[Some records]
+ + + + +

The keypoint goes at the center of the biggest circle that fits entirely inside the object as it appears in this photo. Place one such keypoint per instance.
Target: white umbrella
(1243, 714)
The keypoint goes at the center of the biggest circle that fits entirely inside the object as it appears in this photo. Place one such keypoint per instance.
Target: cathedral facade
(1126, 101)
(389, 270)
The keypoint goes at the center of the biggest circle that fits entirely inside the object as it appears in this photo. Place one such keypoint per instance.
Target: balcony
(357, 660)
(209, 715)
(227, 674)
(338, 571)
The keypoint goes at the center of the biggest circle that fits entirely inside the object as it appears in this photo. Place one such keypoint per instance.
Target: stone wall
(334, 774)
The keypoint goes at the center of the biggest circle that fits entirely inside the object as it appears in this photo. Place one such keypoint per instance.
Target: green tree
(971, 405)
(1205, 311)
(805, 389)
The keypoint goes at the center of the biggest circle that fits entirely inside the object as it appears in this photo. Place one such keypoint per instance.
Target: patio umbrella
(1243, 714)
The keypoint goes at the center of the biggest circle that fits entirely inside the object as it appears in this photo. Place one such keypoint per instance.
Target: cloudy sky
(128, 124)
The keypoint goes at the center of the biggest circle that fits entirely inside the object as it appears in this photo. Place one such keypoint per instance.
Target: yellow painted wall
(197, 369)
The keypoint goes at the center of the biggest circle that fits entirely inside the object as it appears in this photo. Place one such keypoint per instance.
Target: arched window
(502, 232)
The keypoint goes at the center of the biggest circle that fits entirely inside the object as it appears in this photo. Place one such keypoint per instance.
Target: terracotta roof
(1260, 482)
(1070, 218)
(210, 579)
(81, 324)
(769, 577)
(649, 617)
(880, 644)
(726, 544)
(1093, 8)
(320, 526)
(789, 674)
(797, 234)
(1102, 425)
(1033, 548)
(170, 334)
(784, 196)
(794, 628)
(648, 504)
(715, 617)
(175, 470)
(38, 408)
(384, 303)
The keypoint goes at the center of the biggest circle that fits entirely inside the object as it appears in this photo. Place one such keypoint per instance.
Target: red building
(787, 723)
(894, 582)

+ + + + +

* What the task asks: Every entry must be retyped in full, exactly as given.

* Answer in full:
The keypoint goes at the center of the biggest circle that fits entirely inside the object as it appears in this photo. Place one such keypoint per instance.
Target: white umbrella
(1243, 714)
The keypoint goes at the center of the biggest circle that fits entirely inside the object as it appears in this photo. Place one such keypoint per instance.
Target: cathedral facade
(1126, 101)
(389, 270)
The keypoint goes at the center of the biggest circle that fits entirely inside the object as it appears in this photo. Place one such keypoint per instance.
Target: balcony
(357, 660)
(209, 715)
(227, 674)
(338, 571)
The keypoint goes at the center of the biggest circle that fits entirely inside the object as it appears in this photo. Place one such keypoint per instance.
Target: stone wall
(334, 774)
The keypoint goes at the center of the biggest circle that fits entirely inside the object as it appears in this photo. Place one such keypoint per instance.
Target: green tree
(971, 405)
(1205, 311)
(805, 389)
The keypoint goes at the center of the biggest circle that fits entirely inside the object as it appears in this photo. Place one such keypoint per instance.
Target: patio umbrella
(1243, 714)
The keypoint goes at the center of the biggest circle that fits entirely inside the object as it appears in this photo. Place one such keypoint per instance.
Target: cloudy sky
(128, 124)
The keypoint goes at the center of the biggest circle that fits entirely inside the object as it appears in this photo. Place one such keypoint per instance.
Target: yellow painted wall
(197, 369)
The keypoint goes at the center of the biggest circle that fits entirely inside the object as it appears in this photo. Place one such keypoint per instance.
Target: arched window
(502, 232)
The keypoint goes at the center of the biggest circle that fits entirely inside the object as it appears in this photo. Place one such keypoint per instance.
Target: terracotta roof
(1260, 482)
(1070, 218)
(210, 579)
(81, 324)
(769, 577)
(649, 617)
(880, 644)
(726, 544)
(1093, 8)
(320, 526)
(789, 674)
(797, 234)
(1102, 425)
(1033, 548)
(170, 334)
(784, 196)
(794, 628)
(648, 504)
(715, 617)
(175, 470)
(38, 408)
(384, 303)
The keypoint goes at the center of the biggest circle that fits entirely inside the object as it appears in this photo. Place one such keypoint per instance.
Target: red building
(787, 723)
(894, 582)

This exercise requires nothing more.